Kadın Cinayetlerini Durduracağız Platformu (KCDP), 12 yıldır ülkenin en çetin mücadele yürüten derneklerinden biri. Kurulduğu ilk günden beri kadın cinayetlerini engellemeye, şüpheli kadın ölümlerinde hukuki süreci takip etmeye ve öldürülen kadınların aileleriyle şiddet gören kadınlara hukuki destek sağlamaya çalışıyor.
Yaklaşık bir ay sonra, 1 Haziran 2022’de Kadın Cinayetlerini Durduracağız Platformu Derneği (KCDP) hakkında açılan kapatma (fesih) davasının ilk duruşması İstanbul 13. Asliye Ceza Mahkemesi’nde yapılacak.
Toplumsal mücadele verenlerin ağır cezalara çarptırıldığı bu günlerde, bu davanın unutulup ilgiden uzak düşeceğine hiç ihtimal vermiyorum.
Bilindiği gibi, “Kadın cinayeti” kavramını Türkiye’ye kazandırıp, bu sorun etrafında toplumsal ufkumuzu genişleten derneklerden biridir KCDP. Erkek şiddetinin mağduru her kadın ve çocuğun yanında durup, onların sesine ses katan, asla yalnız yürümeyeceklerini haykıran kahraman kadınların derneği hakkında havadan sudan gerekçelerle kapatma davası açılmasını kabullenmek kolay değil.
----
> _Verilen Görev_:
Okuma metninde “Yaklaşık bir ay” sözcüklerinden “kabullenmek kolay değil.” sözcüklerine kadar her şeyi, “Türkiye’ye” ifadesini “ülkemize” ile değiştirerek yeniden yazar mısınız? Bundan sonraki satırların okuma metniyle hiçbir ilgisi yok.
----
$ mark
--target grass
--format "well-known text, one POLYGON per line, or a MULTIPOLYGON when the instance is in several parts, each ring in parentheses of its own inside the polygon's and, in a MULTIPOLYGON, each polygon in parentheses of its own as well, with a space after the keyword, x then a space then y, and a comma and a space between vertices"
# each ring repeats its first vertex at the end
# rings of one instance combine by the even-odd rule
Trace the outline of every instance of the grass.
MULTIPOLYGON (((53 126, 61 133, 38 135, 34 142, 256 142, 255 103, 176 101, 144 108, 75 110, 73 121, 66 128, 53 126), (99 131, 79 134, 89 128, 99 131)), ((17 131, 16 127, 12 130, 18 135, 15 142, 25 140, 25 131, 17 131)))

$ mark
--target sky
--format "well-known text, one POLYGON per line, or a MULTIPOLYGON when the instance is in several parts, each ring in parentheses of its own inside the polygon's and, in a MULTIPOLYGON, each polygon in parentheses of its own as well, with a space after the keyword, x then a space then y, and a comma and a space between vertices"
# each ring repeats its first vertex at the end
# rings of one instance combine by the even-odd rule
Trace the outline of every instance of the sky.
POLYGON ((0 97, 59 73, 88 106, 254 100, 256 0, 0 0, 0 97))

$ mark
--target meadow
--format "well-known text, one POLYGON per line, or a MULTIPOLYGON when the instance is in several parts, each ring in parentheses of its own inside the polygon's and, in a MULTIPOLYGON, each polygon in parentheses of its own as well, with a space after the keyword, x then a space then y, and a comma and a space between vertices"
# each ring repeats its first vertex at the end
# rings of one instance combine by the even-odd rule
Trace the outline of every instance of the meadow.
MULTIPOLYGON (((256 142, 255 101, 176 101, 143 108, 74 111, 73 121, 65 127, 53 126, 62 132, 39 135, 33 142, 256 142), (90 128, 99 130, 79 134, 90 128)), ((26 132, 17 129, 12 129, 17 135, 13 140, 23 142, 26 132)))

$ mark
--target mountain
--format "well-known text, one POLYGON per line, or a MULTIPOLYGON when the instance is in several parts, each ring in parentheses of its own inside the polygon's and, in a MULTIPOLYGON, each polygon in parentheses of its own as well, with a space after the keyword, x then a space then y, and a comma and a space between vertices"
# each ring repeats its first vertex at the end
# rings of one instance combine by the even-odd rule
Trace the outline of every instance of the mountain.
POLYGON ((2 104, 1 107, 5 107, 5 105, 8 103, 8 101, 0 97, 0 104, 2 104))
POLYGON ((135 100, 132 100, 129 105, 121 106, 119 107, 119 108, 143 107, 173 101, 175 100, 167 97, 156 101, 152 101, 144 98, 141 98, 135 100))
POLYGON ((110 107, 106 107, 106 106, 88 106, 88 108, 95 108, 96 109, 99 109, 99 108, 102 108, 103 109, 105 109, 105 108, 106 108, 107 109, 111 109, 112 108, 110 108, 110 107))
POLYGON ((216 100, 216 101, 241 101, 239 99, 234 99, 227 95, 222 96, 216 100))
----
> _Eksiksiz Yanıt_:
Yaklaşık bir ay sonra, 1 Haziran 2022’de Kadın Cinayetlerini Durduracağız Platformu Derneği (KCDP) hakkında açılan kapatma (fesih) davasının ilk duruşması İstanbul 13. Asliye Ceza Mahkemesi’nde yapılacak.
Toplumsal mücadele verenlerin ağır cezalara çarptırıldığı bu günlerde, bu davanın unutulup ilgiden uzak düşeceğine hiç ihtimal vermiyorum.
Bilindiği gibi, “Kadın cinayeti” kavramını ülkemize kazandırıp, bu sorun etrafında toplumsal ufkumuzu genişleten derneklerden biridir KCDP. Erkek şiddetinin mağduru her kadın ve çocuğun yanında durup, onların sesine ses katan, asla yalnız yürümeyeceklerini haykıran kahraman kadınların derneği hakkında havadan sudan gerekçelerle kapatma davası açılmasını kabullenmek kolay değil.